Written by Nick Kallem
Kahlil Wehbe remembers the first call he had as an Emergency Medical Technician paged to a motor vehicle accident.
Jumping into his car, he raced to the hospital where he met his partners and climbed into the ambulance. The excitement and adrenaline rush overwhelmed him as the ambulance engine turned over, the lights came on and the sirens blared.
“Racing through town to get to the patient, all I kept thinking about was what we might need to do to help this person or persons in need. What if I panic? What if I mess up? Once on scene, my partner and I determined what needed to be done. We got the patients loaded and transported. The feelings I had after that experience were rewarding because I was able to help a person in need.” said Wehbe, EMT-B for Northeast Montana Health Services.
Currently, NEMHS is seeking qualified applicants interested in taking a First Responder course. Those who complete the class will be able to provide pre-hospital care and transport patients while learning lifesaving skills such as cardio pulmonary resuscitation, trauma care, newborn delivery, splinting and bleeding control.
The course will run in the evenings Oct. 21 to Nov. 2 in both Poplar and Wolf Point. In Poplar, it will be held at the ambulance garage and, in Wolf Point, it will be held in the Trinity Hospital education room located in the basement of the ambulance garage.

WHAT YOU WILL DO →
Repeat everything in the article on the First Responder course from "Jumping into his" down to "Montana Health Services.", switching "ambulance" to "rig".

INFORMATION PROVIDED →

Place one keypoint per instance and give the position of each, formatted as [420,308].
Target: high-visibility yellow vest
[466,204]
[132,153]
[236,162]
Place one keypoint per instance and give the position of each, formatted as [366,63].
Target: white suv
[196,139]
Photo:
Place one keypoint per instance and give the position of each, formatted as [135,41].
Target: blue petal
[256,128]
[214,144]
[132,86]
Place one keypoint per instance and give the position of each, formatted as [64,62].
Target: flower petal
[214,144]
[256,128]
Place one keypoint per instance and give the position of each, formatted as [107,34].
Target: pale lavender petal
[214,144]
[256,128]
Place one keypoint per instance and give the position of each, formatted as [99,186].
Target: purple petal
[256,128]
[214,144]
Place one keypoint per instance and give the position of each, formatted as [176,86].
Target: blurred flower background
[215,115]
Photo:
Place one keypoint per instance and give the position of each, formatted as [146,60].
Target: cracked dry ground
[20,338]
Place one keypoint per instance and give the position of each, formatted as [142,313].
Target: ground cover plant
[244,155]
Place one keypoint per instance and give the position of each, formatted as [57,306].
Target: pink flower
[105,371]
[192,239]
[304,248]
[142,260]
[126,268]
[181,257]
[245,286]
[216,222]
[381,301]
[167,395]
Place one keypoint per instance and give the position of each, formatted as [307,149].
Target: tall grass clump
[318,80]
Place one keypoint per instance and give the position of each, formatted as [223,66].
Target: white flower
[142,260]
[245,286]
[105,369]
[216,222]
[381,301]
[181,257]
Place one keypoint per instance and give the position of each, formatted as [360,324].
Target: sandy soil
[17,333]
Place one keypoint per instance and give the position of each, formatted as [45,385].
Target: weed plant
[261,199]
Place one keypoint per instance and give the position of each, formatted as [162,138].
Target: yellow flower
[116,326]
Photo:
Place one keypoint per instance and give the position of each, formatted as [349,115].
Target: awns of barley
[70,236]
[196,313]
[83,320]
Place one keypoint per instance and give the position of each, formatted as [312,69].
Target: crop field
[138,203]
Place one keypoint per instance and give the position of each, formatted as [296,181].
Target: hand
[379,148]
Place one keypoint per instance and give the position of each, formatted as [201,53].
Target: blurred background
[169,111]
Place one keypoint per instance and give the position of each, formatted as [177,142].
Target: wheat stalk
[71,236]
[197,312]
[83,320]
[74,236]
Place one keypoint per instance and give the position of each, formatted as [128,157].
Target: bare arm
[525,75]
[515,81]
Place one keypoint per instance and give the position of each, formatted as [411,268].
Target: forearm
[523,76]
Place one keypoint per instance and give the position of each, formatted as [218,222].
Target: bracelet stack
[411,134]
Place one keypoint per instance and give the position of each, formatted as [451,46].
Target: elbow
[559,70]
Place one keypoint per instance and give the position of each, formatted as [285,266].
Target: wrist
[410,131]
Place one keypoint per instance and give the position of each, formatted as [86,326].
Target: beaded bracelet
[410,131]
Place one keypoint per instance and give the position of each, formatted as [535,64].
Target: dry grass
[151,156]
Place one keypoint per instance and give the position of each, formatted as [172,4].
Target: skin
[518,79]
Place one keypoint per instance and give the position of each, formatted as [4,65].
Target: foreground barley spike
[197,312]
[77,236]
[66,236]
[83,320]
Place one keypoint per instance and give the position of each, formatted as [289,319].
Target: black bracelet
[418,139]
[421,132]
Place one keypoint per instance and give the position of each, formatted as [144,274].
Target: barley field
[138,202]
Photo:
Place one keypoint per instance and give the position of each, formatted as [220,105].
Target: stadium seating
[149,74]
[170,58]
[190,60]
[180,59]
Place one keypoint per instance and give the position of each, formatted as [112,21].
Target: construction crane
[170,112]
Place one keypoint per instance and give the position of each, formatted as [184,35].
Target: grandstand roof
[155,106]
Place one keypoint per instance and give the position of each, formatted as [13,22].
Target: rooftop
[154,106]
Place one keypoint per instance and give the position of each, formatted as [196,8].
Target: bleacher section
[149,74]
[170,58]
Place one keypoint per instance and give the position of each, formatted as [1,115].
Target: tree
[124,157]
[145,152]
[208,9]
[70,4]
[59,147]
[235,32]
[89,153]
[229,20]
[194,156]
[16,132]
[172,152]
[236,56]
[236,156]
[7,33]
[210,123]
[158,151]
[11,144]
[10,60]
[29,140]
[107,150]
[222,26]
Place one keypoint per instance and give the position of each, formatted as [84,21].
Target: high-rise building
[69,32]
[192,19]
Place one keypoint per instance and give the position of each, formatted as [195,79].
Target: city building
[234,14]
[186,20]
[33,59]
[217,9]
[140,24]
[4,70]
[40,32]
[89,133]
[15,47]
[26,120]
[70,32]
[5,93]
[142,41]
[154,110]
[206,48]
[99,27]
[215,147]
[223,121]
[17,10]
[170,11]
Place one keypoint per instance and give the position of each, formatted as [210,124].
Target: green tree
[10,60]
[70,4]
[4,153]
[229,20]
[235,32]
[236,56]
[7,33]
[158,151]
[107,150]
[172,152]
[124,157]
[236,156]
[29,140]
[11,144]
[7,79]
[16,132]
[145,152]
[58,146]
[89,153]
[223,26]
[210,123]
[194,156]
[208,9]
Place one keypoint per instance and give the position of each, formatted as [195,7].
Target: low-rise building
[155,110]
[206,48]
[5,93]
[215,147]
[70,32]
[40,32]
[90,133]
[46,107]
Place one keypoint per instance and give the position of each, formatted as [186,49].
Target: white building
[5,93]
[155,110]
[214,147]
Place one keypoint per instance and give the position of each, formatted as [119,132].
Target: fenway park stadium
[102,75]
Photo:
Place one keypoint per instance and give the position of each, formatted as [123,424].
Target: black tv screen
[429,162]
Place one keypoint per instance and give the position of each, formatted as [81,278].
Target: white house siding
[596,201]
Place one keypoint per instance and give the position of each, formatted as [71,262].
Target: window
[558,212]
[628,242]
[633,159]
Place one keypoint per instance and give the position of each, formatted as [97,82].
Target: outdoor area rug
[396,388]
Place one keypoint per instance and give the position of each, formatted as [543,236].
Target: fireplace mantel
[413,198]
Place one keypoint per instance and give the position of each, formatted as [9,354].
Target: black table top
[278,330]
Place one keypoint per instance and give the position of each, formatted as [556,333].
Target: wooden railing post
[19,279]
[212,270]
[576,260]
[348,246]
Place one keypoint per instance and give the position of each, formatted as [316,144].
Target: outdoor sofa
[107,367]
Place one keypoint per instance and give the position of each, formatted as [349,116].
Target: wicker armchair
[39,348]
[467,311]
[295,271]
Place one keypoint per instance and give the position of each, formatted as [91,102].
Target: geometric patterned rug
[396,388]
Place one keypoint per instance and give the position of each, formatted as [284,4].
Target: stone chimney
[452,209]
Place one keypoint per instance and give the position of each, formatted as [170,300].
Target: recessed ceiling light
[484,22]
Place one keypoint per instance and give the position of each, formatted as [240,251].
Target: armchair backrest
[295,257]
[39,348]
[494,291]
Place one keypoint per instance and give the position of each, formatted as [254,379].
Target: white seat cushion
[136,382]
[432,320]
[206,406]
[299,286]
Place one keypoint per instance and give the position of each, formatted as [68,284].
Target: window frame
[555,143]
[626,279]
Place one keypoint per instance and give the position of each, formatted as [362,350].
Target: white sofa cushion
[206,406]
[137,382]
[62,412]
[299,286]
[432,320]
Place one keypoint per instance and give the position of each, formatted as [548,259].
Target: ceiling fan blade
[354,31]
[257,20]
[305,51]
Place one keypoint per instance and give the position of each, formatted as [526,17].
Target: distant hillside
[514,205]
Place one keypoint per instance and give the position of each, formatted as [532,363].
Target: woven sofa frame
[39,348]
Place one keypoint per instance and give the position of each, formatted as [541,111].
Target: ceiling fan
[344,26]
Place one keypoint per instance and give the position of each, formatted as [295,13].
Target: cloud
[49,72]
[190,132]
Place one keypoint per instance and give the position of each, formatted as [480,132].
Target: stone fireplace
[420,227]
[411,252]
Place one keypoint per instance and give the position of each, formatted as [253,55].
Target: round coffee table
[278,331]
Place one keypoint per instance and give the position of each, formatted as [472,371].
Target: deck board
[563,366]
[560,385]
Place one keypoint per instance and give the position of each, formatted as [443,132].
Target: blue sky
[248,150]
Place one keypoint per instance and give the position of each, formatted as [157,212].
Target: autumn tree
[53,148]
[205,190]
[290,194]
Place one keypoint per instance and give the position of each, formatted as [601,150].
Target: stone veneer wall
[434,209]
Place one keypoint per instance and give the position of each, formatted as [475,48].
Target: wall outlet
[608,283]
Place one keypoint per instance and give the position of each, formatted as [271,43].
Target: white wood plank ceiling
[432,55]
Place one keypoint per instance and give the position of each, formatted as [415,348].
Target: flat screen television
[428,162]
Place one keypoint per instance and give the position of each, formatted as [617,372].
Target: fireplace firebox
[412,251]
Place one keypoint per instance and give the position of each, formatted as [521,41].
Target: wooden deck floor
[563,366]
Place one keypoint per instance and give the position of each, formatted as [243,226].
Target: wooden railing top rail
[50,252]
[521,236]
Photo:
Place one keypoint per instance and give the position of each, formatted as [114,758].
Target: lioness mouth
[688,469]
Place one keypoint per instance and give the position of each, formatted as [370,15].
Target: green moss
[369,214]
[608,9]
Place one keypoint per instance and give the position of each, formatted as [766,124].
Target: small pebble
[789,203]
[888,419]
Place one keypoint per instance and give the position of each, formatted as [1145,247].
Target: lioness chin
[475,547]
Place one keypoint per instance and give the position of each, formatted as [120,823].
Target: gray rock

EXERCISE RESPONSE →
Jumping into his car, he raced to the hospital where he met his partners and climbed into the rig. The excitement and adrenaline rush overwhelmed him as the rig engine turned over, the lights came on and the sirens blared.
“Racing through town to get to the patient, all I kept thinking about was what we might need to do to help this person or persons in need. What if I panic? What if I mess up? Once on scene, my partner and I determined what needed to be done. We got the patients loaded and transported. The feelings I had after that experience were rewarding because I was able to help a person in need.” said Wehbe, EMT-B for Northeast Montana Health Services.